---- Text block
Define m^h (x) = sup {z : O_h (z) ≥ x}, x ∈ (0, ∞), and m^h (0) = sup_x h(x). Then m^h (x) is continuous and non-increasing on [0, ∞), and m^h (x) → 0 as x → ∞.

(b)

For any function G:[0, ∞) → ℝ with ∫_ℝ |G(h(x)) dx < ∞:

\int_{ℝ} G (h (x)) d x = \int_{0}^{\infty} G (m^{h} (x)) d x

(11)

(c)

For any x₀ ∈ [0, ∞):

\int_{0}^{x_{0}} m^{h} (x) d x = sup_{A : λ (A) = x_{0}} \int_{A} h (x) d x

(12)

Proof of Lemma 1

See the proof of Lemma 1 in [13].

Remark

The transformation h → m^h in Lemma1 is also called the “rearrangement” of h [23]. By Lemma 1, we have V_α (m ^{f^g}) = V_α (f^g) < ∞ and V_α (m ^f⁰) = V_α (f⁰) < ∞ (let G(x) = x ^α). Therefore, to prove Proposition 1, it suffices to prove:

{\begin{array}{l} V_{α} (m^{f^{0}}) \leq V_{α} (m^{f^{g}}) & i f 0 < α < 1 \\ V_{α} (m^{f^{0}}) \geq V_{α} (m^{f^{g}}) & i f α > 1 \end{array}

(13)
--------
Quote the passage on the rearrangement lemma from the part that opens with the words containing "Define m^h (x)" through the part that closes with "(x) → 0 as x → ∞.".
---- Dataset
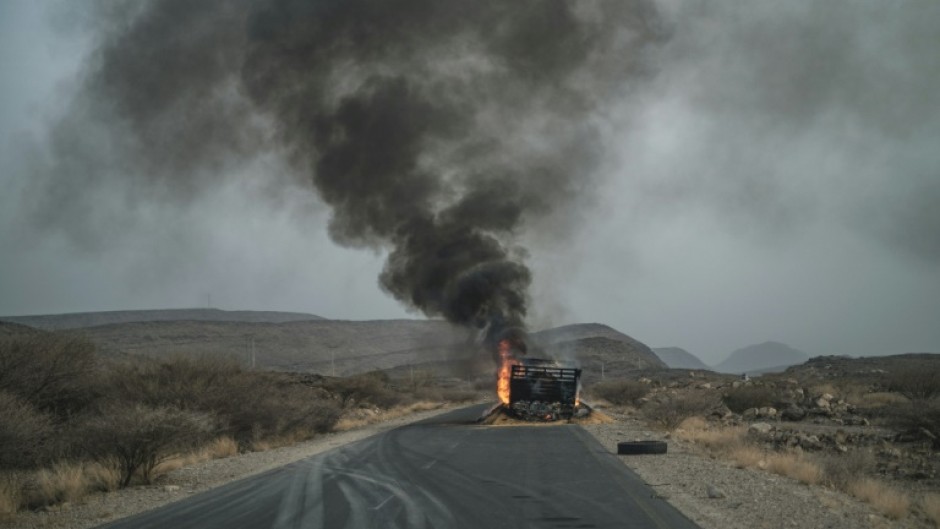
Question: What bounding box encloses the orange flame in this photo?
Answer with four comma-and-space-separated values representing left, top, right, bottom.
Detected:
496, 340, 516, 406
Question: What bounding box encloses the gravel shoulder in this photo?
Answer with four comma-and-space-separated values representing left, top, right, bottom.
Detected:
--------
▶ Complete answer:
Define m^h (x) = sup {z : O_h (z) ≥ x}, x ∈ (0, ∞), and m^h (0) = sup_x h(x). Then m^h (x) is continuous and non-increasing on [0, ∞), and m^h (x) → 0 as x → ∞.